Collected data
▼
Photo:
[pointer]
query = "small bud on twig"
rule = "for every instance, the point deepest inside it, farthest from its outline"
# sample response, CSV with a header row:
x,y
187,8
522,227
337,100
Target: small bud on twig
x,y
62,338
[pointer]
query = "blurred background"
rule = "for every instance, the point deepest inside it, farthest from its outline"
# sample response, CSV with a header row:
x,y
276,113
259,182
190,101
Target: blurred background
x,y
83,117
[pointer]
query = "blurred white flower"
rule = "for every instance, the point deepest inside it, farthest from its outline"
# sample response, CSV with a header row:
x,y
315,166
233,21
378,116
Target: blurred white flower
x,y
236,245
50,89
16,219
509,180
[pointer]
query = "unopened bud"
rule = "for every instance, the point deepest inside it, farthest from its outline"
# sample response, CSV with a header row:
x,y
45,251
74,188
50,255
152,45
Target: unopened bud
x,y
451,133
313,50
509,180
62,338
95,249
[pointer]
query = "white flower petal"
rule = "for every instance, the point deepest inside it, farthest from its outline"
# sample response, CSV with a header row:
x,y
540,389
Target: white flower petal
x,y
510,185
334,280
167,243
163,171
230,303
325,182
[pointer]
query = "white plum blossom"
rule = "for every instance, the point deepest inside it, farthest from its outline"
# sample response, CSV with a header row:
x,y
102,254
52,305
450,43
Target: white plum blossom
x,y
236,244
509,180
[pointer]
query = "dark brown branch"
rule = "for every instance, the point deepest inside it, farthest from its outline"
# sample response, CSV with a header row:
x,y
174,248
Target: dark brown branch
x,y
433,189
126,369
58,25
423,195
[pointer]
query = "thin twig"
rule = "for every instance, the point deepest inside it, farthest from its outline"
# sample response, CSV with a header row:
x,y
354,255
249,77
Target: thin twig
▲
Task directions
Copy out all of the material above word for word, keeping every line unchanged.

Expected answer
Photo:
[pointer]
query = "small bud on twig"
rule = "for every instance, the point deepest inside it, farthest from its outline"
# sample response, CSV with a header row:
x,y
187,8
522,227
337,100
Target: small bud on twig
x,y
62,338
[pointer]
query = "blurred background"
rule = "for every instance, the point deepest inside it, farthest from its outline"
# sample response, CSV with a header row:
x,y
276,113
259,182
190,101
Target: blurred background
x,y
83,117
[pointer]
query = "blurred white flower"
rule = "for every instance, the point deepest inside it, farthest from its outline"
# sample response, CSV with a header row:
x,y
315,166
233,21
378,116
Target: blurred white flower
x,y
236,245
50,89
16,219
509,180
[pointer]
query = "unopened bud"
rule = "for every instance, the point deepest inside it, farthest from its outline"
# sample response, CSV with a header row:
x,y
45,251
74,188
50,255
152,45
Target: unopened bud
x,y
451,133
313,50
509,180
62,338
95,249
[pointer]
query = "white flower petal"
rule = "for every instance, the point deepest inside it, farthest from its outline"
# sample response, CSV with a header row:
x,y
540,389
Target: white flower petal
x,y
510,185
334,280
167,243
163,171
230,303
325,182
[pointer]
query = "white plum blossom"
rule = "for every instance, the point deepest inside it, farthest from its outline"
# sample response, CSV with a header row:
x,y
102,254
52,305
450,43
Target: white plum blossom
x,y
236,244
509,180
[pointer]
query = "dark brown branch"
rule = "for every instance, the point deepest inside it, farthest from its outline"
# sample response, CSV with a header row:
x,y
174,248
Target: dark brown branch
x,y
433,189
126,369
58,25
423,195
[pointer]
query = "thin twig"
rule = "for every instance, the point deepest inside it, farthest from its outline"
# sample response, CSV with a header row:
x,y
354,255
249,77
Target: thin twig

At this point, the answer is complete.